What this task involves: Pictures aside, repeat the whole listing word for word.

Entries provided:
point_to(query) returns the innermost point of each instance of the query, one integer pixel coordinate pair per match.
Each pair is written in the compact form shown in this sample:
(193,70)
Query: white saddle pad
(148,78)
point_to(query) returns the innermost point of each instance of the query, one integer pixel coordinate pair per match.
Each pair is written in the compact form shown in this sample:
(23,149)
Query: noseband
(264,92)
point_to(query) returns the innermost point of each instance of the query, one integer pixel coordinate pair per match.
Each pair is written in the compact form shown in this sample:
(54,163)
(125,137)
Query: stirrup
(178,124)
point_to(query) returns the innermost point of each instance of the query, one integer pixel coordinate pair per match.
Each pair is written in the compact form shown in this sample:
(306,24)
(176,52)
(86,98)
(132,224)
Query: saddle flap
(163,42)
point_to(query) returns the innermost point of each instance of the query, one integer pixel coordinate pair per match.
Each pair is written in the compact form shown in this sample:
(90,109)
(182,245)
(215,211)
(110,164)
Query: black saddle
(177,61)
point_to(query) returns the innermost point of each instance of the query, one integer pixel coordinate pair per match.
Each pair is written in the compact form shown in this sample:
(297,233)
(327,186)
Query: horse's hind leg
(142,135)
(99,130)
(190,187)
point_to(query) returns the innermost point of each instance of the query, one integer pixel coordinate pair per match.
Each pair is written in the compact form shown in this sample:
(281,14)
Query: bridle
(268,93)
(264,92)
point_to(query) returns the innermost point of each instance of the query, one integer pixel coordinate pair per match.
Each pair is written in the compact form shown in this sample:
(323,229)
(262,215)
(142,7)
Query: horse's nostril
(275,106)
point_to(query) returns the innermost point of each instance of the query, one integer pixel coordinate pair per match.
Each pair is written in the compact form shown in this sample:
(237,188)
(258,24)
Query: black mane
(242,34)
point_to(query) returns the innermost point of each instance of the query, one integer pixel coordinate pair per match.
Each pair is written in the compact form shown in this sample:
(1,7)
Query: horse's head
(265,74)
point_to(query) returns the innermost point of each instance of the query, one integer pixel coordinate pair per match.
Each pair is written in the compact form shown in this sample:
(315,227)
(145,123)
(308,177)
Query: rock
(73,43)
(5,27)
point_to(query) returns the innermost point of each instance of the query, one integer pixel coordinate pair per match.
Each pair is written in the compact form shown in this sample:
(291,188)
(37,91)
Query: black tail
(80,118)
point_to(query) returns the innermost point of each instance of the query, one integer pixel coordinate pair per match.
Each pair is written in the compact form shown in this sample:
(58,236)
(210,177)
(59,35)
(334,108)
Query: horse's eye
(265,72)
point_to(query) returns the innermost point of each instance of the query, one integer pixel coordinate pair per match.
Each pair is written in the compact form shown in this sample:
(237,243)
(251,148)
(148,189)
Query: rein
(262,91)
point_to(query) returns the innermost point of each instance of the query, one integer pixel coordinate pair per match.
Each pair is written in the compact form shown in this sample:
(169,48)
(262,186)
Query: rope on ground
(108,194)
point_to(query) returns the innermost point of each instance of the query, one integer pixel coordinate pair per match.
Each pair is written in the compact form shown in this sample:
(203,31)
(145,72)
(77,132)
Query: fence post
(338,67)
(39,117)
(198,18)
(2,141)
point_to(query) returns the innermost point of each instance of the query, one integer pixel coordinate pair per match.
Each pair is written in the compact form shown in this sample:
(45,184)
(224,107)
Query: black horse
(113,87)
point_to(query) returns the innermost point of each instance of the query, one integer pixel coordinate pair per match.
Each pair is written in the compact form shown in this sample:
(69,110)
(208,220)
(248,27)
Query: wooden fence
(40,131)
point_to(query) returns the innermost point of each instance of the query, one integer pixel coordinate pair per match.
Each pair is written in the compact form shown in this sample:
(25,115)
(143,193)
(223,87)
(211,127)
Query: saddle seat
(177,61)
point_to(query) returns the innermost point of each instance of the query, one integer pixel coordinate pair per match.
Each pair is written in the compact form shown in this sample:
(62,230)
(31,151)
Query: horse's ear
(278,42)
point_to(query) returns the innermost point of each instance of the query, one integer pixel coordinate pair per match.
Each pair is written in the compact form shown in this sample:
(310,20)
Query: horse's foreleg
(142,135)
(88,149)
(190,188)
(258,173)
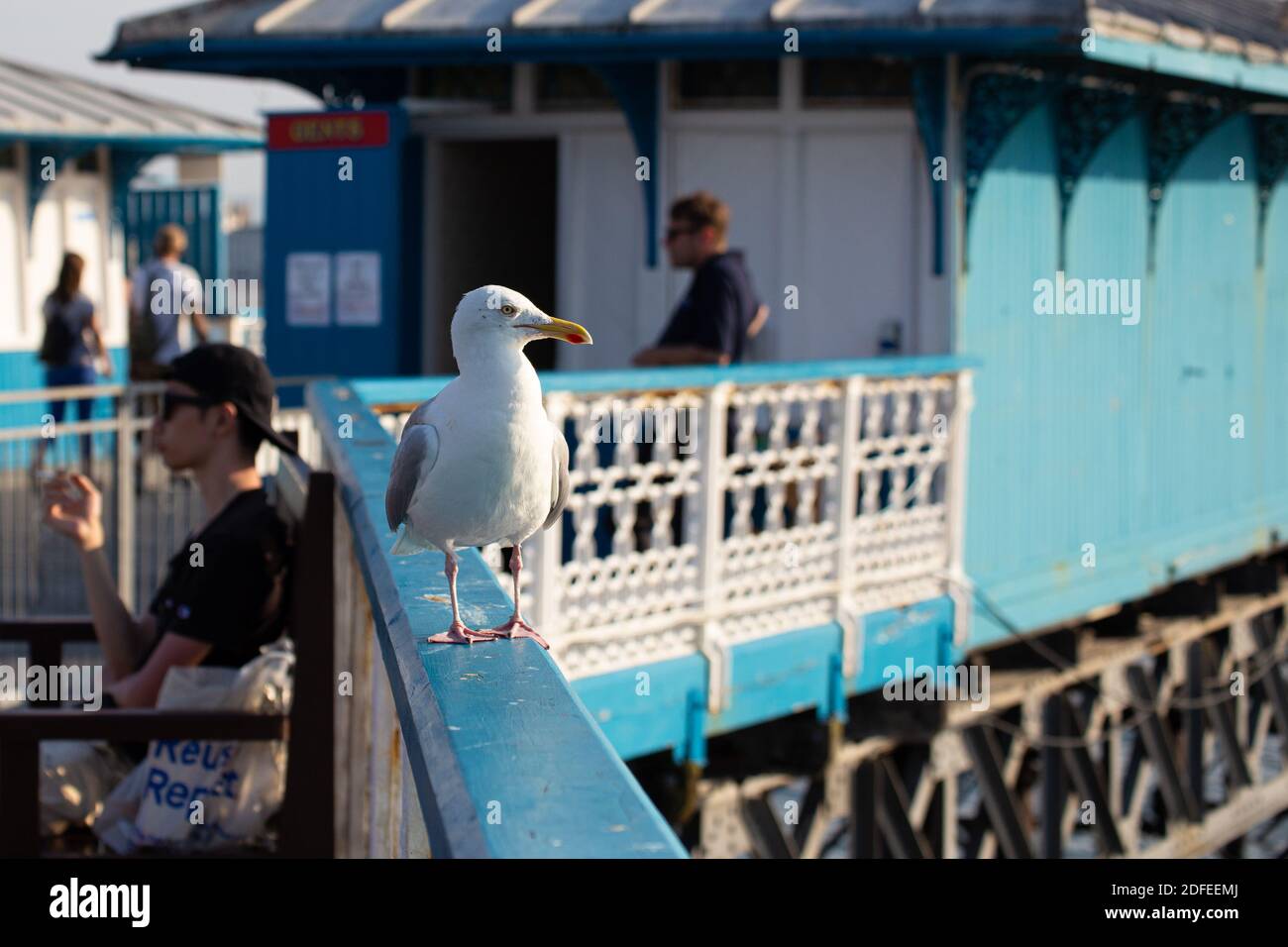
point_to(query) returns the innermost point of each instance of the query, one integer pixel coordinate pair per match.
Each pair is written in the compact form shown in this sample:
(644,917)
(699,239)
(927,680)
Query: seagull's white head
(494,316)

Task answer:
point_to(query) returns the innermost point of each instance of the query, one integer pixel coordinate pair per match.
Each pair is written in the compact form shown in this sample:
(193,70)
Query: white saddle pad
(148,78)
point_to(query) returns the innermost point of each instance of the query, one integer pixel coordinate pair per match.
Each pair is written in the compact form shown in this sample:
(23,149)
Query: noseband
(264,92)
point_to(query) returns the innermost point of each instance of the query, one integer pixel coordinate pair per match.
Each pair is written in the compact form shown in this sample:
(54,163)
(125,137)
Query: stirrup
(178,124)
point_to(query) returns the innermost point of each instance of the query, one integer pixel coordinate pair per match.
Each pair is written in the compact form shown in this sample:
(306,24)
(176,52)
(86,98)
(132,224)
Query: saddle flap
(163,42)
point_to(query) returns the innermost point of each instance of the query, one integer pixel coordinate pair per match.
Each pair is written in the compact form shown in this sample:
(90,109)
(182,245)
(215,211)
(110,164)
Query: black saddle
(177,61)
point_to(query) returns the innermost point of each instance of the query, one integer pixel coordinate pair per match.
Each pair is written in the compact form shown in this sample:
(297,233)
(327,186)
Query: horse's hind leg
(142,135)
(99,130)
(190,187)
point_to(query) returns the innermost point of each instance of the query, one integer pixel coordinate pair per match.
Each pair is written in the compact form shown in this sample:
(281,14)
Query: bridle
(268,93)
(264,92)
point_to(query) returns the innermost point of each instance of the query, one integer pixel coordinate pair per match.
Each pair is written in the compact form shown in this sample:
(323,229)
(262,215)
(142,7)
Query: horse's nostril
(275,106)
point_to(query) returns the innermost point of each instance of the query, one integer pixel coordinate pair per match.
Each pair is written in the compact form shown in this sample:
(237,188)
(258,24)
Query: black mane
(242,34)
point_to(query) returns the innermost point of each instance of the query, one integer pixel coordinate pair per match.
Each pair is written in the compact form shown in this sample:
(1,7)
Query: horse's head
(265,74)
point_to(query) returns the innermost point of each instance of the query, one integer pixel coordinate pair per match.
Each pair is written in the compact form shown in this sample:
(315,227)
(145,123)
(308,177)
Query: rock
(73,43)
(5,27)
point_to(query) returns the innermost point of each instance of the query, one integer pixel coordinate pair per match.
Each pair is written in the compact form shown in this sample:
(291,188)
(37,91)
Query: black tail
(80,118)
point_to(query) returns the innermost point of each instance of the query, one integer pixel coordinate pair per match.
Each pair is written in the compact form shown in this sample:
(58,236)
(210,177)
(59,35)
(334,108)
Query: horse's eye
(265,72)
point_to(query) returns the innermost point of each instance of the query, one integer pixel coordinate pair per match.
Each pair is written in the compact form shown in this sample:
(237,243)
(251,148)
(148,189)
Query: rein
(262,91)
point_to(query) returns the innermost point of each instance of the query, one integer pixel coordinate pair per match.
Each pair is written in the compact form shown in this sample:
(169,48)
(262,186)
Query: rope on ground
(108,194)
point_to(query) returns the innermost point of each instance of the query, one integer pixel coordinate pair per match.
Each pair is written in the compact form shown in this sample:
(203,31)
(145,72)
(77,132)
Query: fence post
(338,67)
(39,117)
(198,18)
(2,141)
point_to(query) returns the innermost point of each instance of the query, one integer pixel coordinate pair per match.
Each pair is written in the compact form shown in this sample:
(45,184)
(224,107)
Query: black horse
(113,87)
point_to(query) returns the innermost point of each instance of the query, one integer pixel coordinate pair per match.
Each pair is written in the compact form shown in this sample:
(69,110)
(208,220)
(248,27)
Query: wooden fence
(40,131)
point_to(query) returns the innermost point of each instance of the query, one integer pixel coordinate pair per match.
Each pair is written in the compact form shown in this sample:
(25,115)
(143,193)
(223,87)
(211,127)
Query: saddle seat
(177,61)
point_to(query) returns the innermost point of each instance of the query, one integer pixel coordinate pair per match.
Each pair is written in the compact form shown in this sample:
(62,230)
(31,151)
Query: horse's ear
(278,42)
point_to(query) returns the innermost point of each instance of the query, one integer pixel coordinate pair per match.
Each pair is written in the compact form shown in this sample:
(310,20)
Query: horse's foreleg
(142,135)
(88,149)
(190,188)
(258,173)
point_to(query) returns the innermost point of each instance of the query, one integer pixel coordinate pair per match.
Each pair is written in the compact form shown in this sample:
(644,917)
(699,239)
(927,680)
Query: seagull's white head
(494,316)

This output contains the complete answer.